YOUR GOAL >> Count the lines in the material below that contain the string "black", with case counting, and give only the number.

START SUPPLIED RECORDS

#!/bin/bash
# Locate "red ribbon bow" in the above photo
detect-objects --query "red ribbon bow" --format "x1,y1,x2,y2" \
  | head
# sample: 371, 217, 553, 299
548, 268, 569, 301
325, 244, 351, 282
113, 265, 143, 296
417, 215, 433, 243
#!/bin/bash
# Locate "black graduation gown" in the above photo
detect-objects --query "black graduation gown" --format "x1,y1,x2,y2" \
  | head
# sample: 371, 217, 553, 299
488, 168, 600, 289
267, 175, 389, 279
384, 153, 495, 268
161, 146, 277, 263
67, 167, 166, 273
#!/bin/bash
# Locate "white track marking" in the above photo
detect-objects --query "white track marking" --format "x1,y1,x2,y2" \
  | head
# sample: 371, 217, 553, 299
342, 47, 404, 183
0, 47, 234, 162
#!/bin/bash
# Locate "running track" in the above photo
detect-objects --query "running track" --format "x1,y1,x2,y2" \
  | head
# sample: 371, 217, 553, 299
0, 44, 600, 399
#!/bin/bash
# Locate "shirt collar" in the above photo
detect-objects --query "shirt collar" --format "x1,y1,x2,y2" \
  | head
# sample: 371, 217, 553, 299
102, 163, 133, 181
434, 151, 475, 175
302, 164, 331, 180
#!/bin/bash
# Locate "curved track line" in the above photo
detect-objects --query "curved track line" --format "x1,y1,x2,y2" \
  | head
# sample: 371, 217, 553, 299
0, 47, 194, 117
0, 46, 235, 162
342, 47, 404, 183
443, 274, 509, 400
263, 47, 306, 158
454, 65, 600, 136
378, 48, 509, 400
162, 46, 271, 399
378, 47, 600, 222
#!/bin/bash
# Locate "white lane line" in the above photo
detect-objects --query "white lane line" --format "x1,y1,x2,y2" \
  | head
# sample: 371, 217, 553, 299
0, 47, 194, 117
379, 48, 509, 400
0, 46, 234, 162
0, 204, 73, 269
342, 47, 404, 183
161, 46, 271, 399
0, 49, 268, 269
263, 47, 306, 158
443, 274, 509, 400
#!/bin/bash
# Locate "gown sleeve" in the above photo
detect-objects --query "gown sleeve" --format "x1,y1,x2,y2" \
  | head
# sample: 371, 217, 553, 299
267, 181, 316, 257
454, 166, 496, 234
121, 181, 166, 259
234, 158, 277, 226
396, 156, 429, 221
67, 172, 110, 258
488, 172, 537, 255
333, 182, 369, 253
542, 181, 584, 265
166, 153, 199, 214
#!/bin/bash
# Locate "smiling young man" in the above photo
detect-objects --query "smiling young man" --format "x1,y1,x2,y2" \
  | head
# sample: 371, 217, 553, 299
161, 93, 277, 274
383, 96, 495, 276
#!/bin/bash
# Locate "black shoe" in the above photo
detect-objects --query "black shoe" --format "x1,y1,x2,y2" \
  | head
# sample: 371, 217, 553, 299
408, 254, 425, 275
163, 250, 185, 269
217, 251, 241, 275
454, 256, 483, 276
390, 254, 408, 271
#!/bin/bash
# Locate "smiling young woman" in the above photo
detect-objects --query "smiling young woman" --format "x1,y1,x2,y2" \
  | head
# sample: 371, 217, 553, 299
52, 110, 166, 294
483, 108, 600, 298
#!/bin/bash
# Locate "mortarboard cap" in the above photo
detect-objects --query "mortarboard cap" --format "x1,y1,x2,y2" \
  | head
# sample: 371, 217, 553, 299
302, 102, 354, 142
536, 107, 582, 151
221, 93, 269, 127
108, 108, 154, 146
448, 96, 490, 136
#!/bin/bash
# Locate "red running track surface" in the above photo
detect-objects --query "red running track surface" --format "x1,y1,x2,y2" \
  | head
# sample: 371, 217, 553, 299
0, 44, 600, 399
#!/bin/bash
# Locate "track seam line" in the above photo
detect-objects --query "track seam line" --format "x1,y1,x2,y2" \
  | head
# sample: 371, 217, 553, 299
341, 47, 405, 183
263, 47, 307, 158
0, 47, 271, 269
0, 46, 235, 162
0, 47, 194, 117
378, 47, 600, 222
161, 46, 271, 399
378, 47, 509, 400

END SUPPLIED RECORDS

FINAL RESULT >> 4